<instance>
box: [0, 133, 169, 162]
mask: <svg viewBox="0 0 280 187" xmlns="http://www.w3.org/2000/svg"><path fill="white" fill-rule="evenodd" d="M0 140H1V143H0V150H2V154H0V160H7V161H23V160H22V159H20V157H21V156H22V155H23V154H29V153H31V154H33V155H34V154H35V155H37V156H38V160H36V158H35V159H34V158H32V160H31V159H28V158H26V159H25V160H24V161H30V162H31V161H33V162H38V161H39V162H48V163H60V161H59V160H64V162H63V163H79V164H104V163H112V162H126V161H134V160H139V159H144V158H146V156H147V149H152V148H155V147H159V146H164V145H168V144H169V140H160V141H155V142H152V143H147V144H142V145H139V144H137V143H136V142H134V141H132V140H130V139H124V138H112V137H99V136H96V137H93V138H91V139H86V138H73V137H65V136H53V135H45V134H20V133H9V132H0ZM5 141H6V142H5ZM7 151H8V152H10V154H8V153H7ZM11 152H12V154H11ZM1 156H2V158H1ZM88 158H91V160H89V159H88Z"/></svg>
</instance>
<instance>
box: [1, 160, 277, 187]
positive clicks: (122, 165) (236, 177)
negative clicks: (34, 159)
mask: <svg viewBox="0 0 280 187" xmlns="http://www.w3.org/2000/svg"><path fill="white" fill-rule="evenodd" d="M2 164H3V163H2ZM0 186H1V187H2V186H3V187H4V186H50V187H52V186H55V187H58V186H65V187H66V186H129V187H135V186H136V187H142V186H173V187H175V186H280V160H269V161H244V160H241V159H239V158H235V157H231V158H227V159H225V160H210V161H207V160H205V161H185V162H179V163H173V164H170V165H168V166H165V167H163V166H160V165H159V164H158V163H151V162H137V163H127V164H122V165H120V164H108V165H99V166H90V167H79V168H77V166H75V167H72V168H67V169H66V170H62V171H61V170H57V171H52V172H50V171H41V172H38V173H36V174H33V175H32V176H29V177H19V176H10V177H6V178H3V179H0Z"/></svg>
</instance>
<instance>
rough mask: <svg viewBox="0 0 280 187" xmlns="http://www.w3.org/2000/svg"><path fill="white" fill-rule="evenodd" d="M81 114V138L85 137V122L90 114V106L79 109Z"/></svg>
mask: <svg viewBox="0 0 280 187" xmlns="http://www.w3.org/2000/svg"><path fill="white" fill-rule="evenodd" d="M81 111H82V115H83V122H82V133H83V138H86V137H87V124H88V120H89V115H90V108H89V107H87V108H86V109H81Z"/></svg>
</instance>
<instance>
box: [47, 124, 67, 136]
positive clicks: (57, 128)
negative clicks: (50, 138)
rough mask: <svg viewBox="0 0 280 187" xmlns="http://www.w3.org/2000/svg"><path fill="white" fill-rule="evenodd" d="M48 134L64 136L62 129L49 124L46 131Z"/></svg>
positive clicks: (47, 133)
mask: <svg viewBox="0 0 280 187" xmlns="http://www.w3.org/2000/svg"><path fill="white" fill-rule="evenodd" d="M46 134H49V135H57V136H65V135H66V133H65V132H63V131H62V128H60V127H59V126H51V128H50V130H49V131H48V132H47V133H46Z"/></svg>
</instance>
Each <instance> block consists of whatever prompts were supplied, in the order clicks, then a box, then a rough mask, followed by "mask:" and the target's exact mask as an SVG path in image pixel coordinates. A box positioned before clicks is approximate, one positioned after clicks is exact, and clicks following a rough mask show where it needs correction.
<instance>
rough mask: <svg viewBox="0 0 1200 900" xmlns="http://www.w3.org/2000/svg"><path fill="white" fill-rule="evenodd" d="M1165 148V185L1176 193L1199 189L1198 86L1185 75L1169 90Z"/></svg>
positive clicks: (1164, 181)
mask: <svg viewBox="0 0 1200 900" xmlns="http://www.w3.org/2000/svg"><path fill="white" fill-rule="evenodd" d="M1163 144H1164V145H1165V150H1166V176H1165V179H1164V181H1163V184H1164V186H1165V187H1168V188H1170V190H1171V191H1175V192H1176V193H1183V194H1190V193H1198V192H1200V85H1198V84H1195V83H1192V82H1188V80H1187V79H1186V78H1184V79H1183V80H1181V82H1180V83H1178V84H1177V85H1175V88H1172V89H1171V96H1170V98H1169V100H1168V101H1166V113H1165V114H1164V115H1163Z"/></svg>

Assignment: Every line in the listing above should be repeated exactly.

Reply:
<instance>
box: [0, 133, 169, 162]
mask: <svg viewBox="0 0 280 187" xmlns="http://www.w3.org/2000/svg"><path fill="white" fill-rule="evenodd" d="M0 140H1V143H0V150H2V154H0V160H7V161H23V160H22V159H20V157H21V156H22V155H23V154H29V153H31V154H33V155H34V154H35V155H37V156H38V160H36V158H35V159H34V158H32V160H31V159H28V158H26V159H25V160H24V161H30V162H31V161H33V162H38V161H39V162H48V163H60V161H59V160H64V162H63V163H79V164H104V163H112V162H126V161H134V160H139V159H144V158H146V156H147V149H152V148H155V147H159V146H164V145H168V144H169V140H160V141H155V142H152V143H147V144H142V145H139V144H137V143H136V142H134V141H132V140H130V139H124V138H112V137H99V136H96V137H93V138H91V139H86V138H73V137H65V136H53V135H45V134H20V133H9V132H0ZM5 141H6V142H5ZM7 151H8V152H10V154H8V153H7ZM11 152H12V154H11ZM1 156H2V158H1ZM88 158H91V160H89V159H88Z"/></svg>
</instance>
<instance>
box: [1, 160, 277, 187]
positive clicks: (122, 165) (236, 177)
negative clicks: (34, 159)
mask: <svg viewBox="0 0 280 187" xmlns="http://www.w3.org/2000/svg"><path fill="white" fill-rule="evenodd" d="M2 164H3V163H2ZM0 186H1V187H2V186H3V187H4V186H50V187H52V186H55V187H58V186H65V187H66V186H129V187H135V186H136V187H142V186H173V187H175V186H280V160H269V161H244V160H241V159H239V158H235V157H231V158H227V159H225V160H210V161H207V160H205V161H185V162H179V163H173V164H170V165H168V166H165V167H163V166H160V165H159V164H158V163H151V162H137V163H127V164H122V165H120V164H108V165H99V166H90V167H79V168H77V166H75V167H72V168H67V169H66V170H62V171H61V170H57V171H52V172H50V171H41V172H38V173H36V174H33V175H32V176H29V177H19V176H10V177H6V178H3V179H0Z"/></svg>
</instance>
<instance>
rough mask: <svg viewBox="0 0 280 187" xmlns="http://www.w3.org/2000/svg"><path fill="white" fill-rule="evenodd" d="M81 114V138L85 137V122L90 114V106L79 109Z"/></svg>
mask: <svg viewBox="0 0 280 187" xmlns="http://www.w3.org/2000/svg"><path fill="white" fill-rule="evenodd" d="M81 111H82V115H83V122H82V133H83V138H86V137H87V124H88V120H89V115H90V108H89V107H87V108H86V109H81Z"/></svg>
</instance>
<instance>
box: [47, 124, 67, 136]
positive clicks: (57, 128)
negative clicks: (50, 138)
rough mask: <svg viewBox="0 0 280 187" xmlns="http://www.w3.org/2000/svg"><path fill="white" fill-rule="evenodd" d="M48 134L64 136L62 129L49 124L46 131Z"/></svg>
positive clicks: (47, 133)
mask: <svg viewBox="0 0 280 187" xmlns="http://www.w3.org/2000/svg"><path fill="white" fill-rule="evenodd" d="M46 134H49V135H57V136H65V135H66V133H65V132H63V131H62V128H60V127H59V126H51V128H50V130H49V131H48V132H47V133H46Z"/></svg>
</instance>
Each <instance> block consists of whatever prompts were supplied, in the order clicks, then a box, then a rough mask, followed by "mask:" and the target's exact mask as an SVG path in image pixel coordinates. A box positioned before clicks is approximate, one positioned after clicks is exact, and clicks following a rough mask show where it needs correction.
<instance>
rough mask: <svg viewBox="0 0 1200 900" xmlns="http://www.w3.org/2000/svg"><path fill="white" fill-rule="evenodd" d="M1165 148V185L1176 193L1199 189L1198 86L1185 75L1169 90Z"/></svg>
positive clicks: (1164, 181)
mask: <svg viewBox="0 0 1200 900" xmlns="http://www.w3.org/2000/svg"><path fill="white" fill-rule="evenodd" d="M1163 144H1164V145H1165V150H1166V176H1165V179H1164V181H1163V184H1164V186H1165V187H1168V188H1170V190H1171V191H1175V192H1176V193H1183V194H1190V193H1198V192H1200V85H1198V84H1195V83H1192V82H1188V80H1187V79H1186V78H1184V79H1183V80H1181V82H1180V83H1178V84H1177V85H1175V88H1172V89H1171V96H1170V98H1169V100H1168V101H1166V113H1165V114H1164V115H1163Z"/></svg>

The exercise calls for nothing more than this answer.